[Records excerpted from a collection]
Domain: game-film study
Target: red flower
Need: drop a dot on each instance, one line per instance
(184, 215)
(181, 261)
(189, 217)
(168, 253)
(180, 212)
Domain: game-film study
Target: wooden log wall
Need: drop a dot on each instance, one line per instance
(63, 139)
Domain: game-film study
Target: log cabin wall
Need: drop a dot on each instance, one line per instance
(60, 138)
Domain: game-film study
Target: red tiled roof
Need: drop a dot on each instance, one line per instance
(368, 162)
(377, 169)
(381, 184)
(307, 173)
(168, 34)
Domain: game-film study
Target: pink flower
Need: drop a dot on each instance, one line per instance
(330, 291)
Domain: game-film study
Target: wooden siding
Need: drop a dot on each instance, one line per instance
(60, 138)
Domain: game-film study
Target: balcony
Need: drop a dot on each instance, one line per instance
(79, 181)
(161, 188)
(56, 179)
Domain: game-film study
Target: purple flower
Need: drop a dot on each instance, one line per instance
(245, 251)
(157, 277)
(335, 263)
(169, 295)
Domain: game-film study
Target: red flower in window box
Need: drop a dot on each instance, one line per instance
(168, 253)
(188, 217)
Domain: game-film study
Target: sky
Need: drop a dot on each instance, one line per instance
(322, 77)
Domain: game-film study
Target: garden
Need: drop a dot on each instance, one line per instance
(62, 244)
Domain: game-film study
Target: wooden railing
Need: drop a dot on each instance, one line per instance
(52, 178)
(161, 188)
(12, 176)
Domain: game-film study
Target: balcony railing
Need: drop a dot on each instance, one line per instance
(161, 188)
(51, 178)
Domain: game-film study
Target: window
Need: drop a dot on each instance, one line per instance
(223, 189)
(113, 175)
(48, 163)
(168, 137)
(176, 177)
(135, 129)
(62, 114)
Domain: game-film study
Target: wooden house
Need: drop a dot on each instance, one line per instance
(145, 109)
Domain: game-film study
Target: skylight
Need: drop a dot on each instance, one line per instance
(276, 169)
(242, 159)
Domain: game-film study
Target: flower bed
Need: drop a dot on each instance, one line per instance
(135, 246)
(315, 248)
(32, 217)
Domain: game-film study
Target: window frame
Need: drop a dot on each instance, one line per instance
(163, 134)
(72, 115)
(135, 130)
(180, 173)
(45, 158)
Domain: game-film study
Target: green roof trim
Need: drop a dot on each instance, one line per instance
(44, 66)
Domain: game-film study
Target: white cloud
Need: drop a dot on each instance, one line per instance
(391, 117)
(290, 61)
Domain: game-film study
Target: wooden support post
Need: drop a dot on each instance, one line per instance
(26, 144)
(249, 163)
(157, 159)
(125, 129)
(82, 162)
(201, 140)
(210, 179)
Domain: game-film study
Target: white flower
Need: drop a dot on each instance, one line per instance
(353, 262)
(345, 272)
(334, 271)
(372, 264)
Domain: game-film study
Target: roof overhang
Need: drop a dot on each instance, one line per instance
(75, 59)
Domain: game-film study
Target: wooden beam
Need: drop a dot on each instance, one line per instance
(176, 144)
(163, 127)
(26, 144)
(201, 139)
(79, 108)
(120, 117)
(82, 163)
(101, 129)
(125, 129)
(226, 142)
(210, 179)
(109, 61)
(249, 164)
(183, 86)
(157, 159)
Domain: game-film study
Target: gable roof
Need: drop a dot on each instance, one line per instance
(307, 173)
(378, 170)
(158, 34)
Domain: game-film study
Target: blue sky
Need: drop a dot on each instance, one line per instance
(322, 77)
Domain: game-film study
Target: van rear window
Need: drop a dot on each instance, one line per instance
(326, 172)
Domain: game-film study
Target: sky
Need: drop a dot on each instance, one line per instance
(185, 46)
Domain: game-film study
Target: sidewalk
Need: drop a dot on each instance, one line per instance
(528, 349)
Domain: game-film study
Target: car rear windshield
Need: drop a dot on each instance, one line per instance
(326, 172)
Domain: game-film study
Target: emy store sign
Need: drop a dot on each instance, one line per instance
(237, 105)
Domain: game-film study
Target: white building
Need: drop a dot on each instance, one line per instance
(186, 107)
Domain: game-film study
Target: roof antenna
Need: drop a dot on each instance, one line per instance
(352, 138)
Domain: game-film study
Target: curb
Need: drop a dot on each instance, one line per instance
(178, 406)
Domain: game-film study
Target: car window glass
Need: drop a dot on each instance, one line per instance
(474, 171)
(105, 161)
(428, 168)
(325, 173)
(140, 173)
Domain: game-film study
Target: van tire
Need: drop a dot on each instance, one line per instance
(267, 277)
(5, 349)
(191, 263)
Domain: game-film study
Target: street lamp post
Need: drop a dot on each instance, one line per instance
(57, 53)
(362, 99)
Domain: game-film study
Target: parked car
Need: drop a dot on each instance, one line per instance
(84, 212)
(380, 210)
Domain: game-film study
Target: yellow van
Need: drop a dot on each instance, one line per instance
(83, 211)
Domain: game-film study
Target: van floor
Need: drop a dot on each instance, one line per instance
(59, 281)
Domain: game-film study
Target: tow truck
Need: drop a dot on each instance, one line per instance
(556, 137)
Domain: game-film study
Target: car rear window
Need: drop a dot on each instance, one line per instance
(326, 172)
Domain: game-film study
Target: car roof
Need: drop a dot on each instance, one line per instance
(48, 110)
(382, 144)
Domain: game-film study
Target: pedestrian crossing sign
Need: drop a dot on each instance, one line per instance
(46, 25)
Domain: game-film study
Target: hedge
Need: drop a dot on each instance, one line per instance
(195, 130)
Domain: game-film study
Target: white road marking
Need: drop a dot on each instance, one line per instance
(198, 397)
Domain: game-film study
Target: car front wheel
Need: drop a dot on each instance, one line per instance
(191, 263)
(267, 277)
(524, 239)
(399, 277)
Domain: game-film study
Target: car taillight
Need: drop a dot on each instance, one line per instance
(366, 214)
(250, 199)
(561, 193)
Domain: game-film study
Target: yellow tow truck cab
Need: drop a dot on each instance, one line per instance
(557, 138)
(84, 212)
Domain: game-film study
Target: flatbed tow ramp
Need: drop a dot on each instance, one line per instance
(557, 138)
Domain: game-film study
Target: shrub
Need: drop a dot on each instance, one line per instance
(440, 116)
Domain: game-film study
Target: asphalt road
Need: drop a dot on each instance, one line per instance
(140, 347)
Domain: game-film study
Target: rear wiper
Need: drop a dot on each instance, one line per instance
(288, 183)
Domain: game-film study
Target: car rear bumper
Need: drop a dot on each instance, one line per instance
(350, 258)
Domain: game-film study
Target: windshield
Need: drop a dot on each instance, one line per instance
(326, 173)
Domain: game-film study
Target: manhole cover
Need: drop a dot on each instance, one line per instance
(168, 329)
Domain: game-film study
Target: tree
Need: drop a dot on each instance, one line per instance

§ Problem to work on
Your task is to retype all of the records exactly.

§ Your response
Domain: game-film study
Target: red flower
Need: drop a dot on each instance, one line per instance
(184, 215)
(181, 261)
(189, 217)
(168, 253)
(180, 212)
Domain: game-film study
Target: wooden log wall
Need: drop a dot on each instance, one line per instance
(63, 139)
Domain: game-film study
Target: log cabin wall
Need: drop a dot on each instance, one line per instance
(60, 138)
Domain: game-film study
Target: red tiled roof
Need: drop a dot on each instance, one line per instance
(368, 162)
(377, 169)
(381, 184)
(307, 173)
(168, 34)
Domain: game-film study
Target: pink flower
Need: drop a dot on each instance, one line per instance
(330, 291)
Domain: game-film study
Target: wooden siding
Need: drop a dot on each instance, one line per instance
(60, 138)
Domain: game-film study
Target: balcony
Need: drop a dot on each instance, one line per instance
(79, 181)
(161, 188)
(56, 179)
Domain: game-film study
Target: purple flower
Need: drop a dot on each instance, one line per instance
(245, 251)
(157, 277)
(335, 263)
(169, 295)
Domain: game-film study
Target: red flower in window box
Need: drop a dot on each instance, one line per instance
(168, 253)
(188, 217)
Domain: game-film study
Target: sky
Need: drop a dot on each instance, one line per instance
(322, 77)
Domain: game-film study
Target: garden
Need: drop a dot on each instance, one line per instance
(62, 244)
Domain: game-film study
Target: wooden railing
Need: drop a dot on each instance, one line per instance
(52, 178)
(161, 188)
(12, 176)
Domain: game-film study
Target: balcony railing
Need: drop a dot on each instance, one line per instance
(161, 188)
(51, 178)
Domain: game-film study
Target: window
Need: drop a dot on each instance, one line per instance
(223, 189)
(113, 175)
(48, 163)
(168, 137)
(176, 177)
(135, 129)
(62, 114)
Domain: game-film study
Target: wooden house
Need: drop a dot on each instance, one line per instance
(145, 109)
Domain: game-film study
Target: skylight
Need: drop a dot on each instance, one line per instance
(276, 169)
(242, 159)
Domain: game-film study
Target: flower bed
Need: drop a dot on each instance, one line per instance
(135, 246)
(315, 248)
(32, 217)
Domain: game-film study
Target: window frame
Need: drop a dot on each instance, one line per instance
(163, 134)
(72, 115)
(135, 130)
(180, 173)
(45, 158)
Domain: game-film study
Target: green roof trim
Need: drop a dot on each instance, one line per instance
(44, 66)
Domain: game-film study
Target: white cloud
Need: drop a dot on each instance, one line per instance
(391, 117)
(290, 61)
Domain: game-film study
Target: wooden support post
Need: drop a dot on each instance, one line per instance
(26, 144)
(249, 163)
(157, 159)
(125, 129)
(82, 162)
(201, 140)
(210, 179)
Domain: game-film study
Target: white flower
Need: drop a dot on each instance, one line per instance
(353, 262)
(345, 272)
(334, 271)
(372, 264)
Domain: game-film study
Target: roof overhang
Need: drop a dot on each instance, one line per instance
(75, 59)
Domain: game-film study
Target: wooden beam
Need: drop a dot on each instance, one line per instance
(176, 144)
(163, 127)
(26, 144)
(201, 139)
(79, 108)
(120, 117)
(82, 163)
(101, 129)
(125, 129)
(226, 142)
(210, 179)
(109, 61)
(249, 164)
(183, 86)
(157, 159)
Domain: game-film study
Target: gable roof
Need: drop a dot on each instance, one line per instance
(307, 173)
(378, 170)
(158, 34)
Domain: game-film study
Target: blue sky
Need: drop a dot on each instance, one line per instance
(322, 77)
Domain: game-film study
Target: van rear window
Need: drop a dot on each instance, one line per instance
(326, 172)
Domain: game-film study
Target: sky
Need: drop a dot on each instance, one line per instance
(185, 46)
Domain: game-film study
Target: sidewalk
Need: drop a dot on each instance, one line per instance
(528, 349)
Domain: game-film study
Target: car rear windshield
Need: drop a dot on each instance, one line per instance
(326, 172)
Domain: game-film study
Target: emy store sign
Need: drop a dot on each instance, one line per instance
(237, 105)
Domain: game-film study
Target: white building
Need: drop a dot on each instance, one line per instance
(186, 107)
Domain: game-film study
Target: roof antenna
Need: drop a dot on each instance, one line per instance
(352, 138)
Domain: game-film study
Target: curb
Need: drop a dot on each instance, one line per instance
(178, 406)
Domain: game-film study
Target: car window glass
Need: drop a dot on each instance, one line per instance
(474, 171)
(105, 161)
(428, 168)
(325, 173)
(140, 173)
Domain: game-film study
Target: van tire
Need: drop a dot on each instance, one line per instance
(267, 277)
(5, 349)
(191, 263)
Domain: game-film study
Target: street lamp post
Need: drop a dot on each instance, one line per instance
(57, 53)
(362, 99)
Domain: game-film study
Target: parked car
Need: drop a dot on each instance, one line per instance
(84, 212)
(380, 210)
Domain: game-film study
Target: yellow van
Need: drop a dot on each instance, one line per instance
(83, 211)
Domain: game-film study
Target: van floor
Need: drop a dot on each instance, one line per instance
(59, 281)
Domain: game-film study
Target: tow truck
Need: drop a dot on each instance, one line per instance
(556, 137)
Domain: game-film study
Target: car rear window
Need: drop a dot on each instance, one line per instance
(326, 172)
Domain: game-film study
Target: car roof
Need: drop a dot on each instance, one line per instance
(48, 110)
(382, 144)
Domain: game-film study
Target: pedestrian crossing sign
Need: drop a dot on each instance, one line per instance
(46, 25)
Domain: game-film study
Target: hedge
Need: drop a dot on each instance, one line per instance
(195, 130)
Domain: game-film study
Target: white road marking
Need: drop a dot on each instance, one line per instance
(198, 397)
Domain: game-film study
Target: car front wheel
Need: drop a dot on each instance, one line per instance
(191, 263)
(267, 277)
(524, 239)
(399, 277)
Domain: game-film study
Target: car taillight
Need: drop a dot on each instance, one line per instance
(366, 214)
(250, 199)
(561, 193)
Domain: game-film study
Target: yellow tow truck cab
Need: drop a dot on each instance, one line per instance
(557, 138)
(84, 212)
Domain: game-film study
Target: flatbed tow ramp
Need: drop a dot on each instance, one line per instance
(557, 138)
Domain: game-film study
Target: shrub
Need: drop a dot on each instance, one line per instance
(440, 116)
Domain: game-film study
Target: asphalt road
Need: drop a dot on each instance, one line per instance
(140, 347)
Domain: game-film study
Target: rear wiper
Need: drop a dot on each instance, one line per instance
(288, 183)
Domain: game-film study
Target: car rear bumper
Need: drop a dot on each instance, one line per instance
(350, 258)
Domain: game-film study
Target: windshield
Need: drop a dot on each instance, one line per instance
(326, 173)
Domain: game-film study
Target: manhole cover
Need: drop a dot on each instance, one line per instance
(168, 329)
Domain: game-film study
Target: tree
Need: drop a dot on each instance, one line per instance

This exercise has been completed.